Filter the lines below, retaining only those that contain the word "chimney", and reproduce each retained line without alteration.

— Dataset rows —
+---+
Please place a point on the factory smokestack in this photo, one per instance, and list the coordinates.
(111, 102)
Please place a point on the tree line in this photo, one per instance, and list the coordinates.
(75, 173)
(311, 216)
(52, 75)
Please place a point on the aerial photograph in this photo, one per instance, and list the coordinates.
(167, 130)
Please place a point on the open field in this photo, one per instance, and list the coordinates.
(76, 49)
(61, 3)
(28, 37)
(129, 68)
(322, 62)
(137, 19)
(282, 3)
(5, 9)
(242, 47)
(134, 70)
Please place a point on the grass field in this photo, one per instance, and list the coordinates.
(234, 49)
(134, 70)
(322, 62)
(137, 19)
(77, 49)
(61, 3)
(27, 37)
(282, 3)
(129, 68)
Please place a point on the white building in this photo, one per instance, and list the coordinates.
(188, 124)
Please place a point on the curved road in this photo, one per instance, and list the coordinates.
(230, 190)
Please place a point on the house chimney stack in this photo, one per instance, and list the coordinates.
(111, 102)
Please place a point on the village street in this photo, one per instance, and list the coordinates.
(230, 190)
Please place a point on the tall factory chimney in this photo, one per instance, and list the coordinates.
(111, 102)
+---+
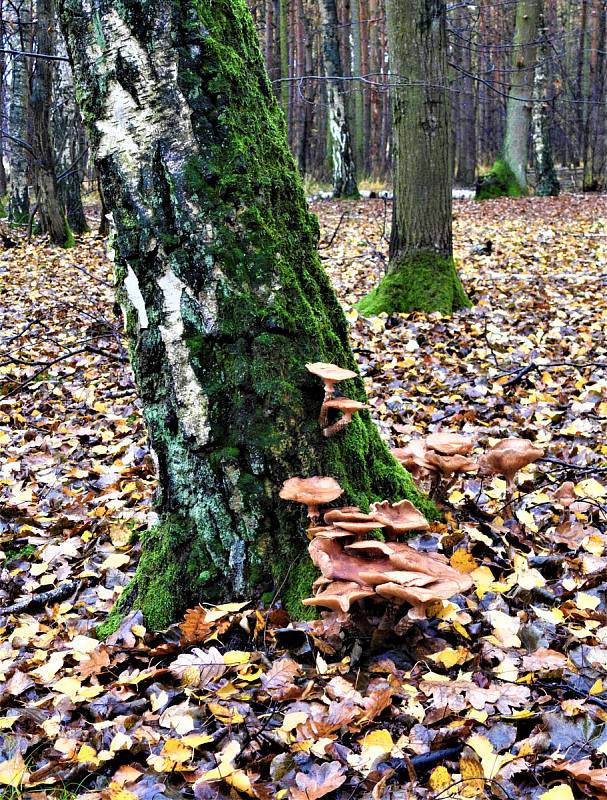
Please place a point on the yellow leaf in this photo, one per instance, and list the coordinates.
+---+
— Expected answer —
Please place a point on the house chimney stack in this photo, one per instance, and list the coordinates.
Please place a point on the tall factory chimney in this photo, one per instance, and list the coordinates.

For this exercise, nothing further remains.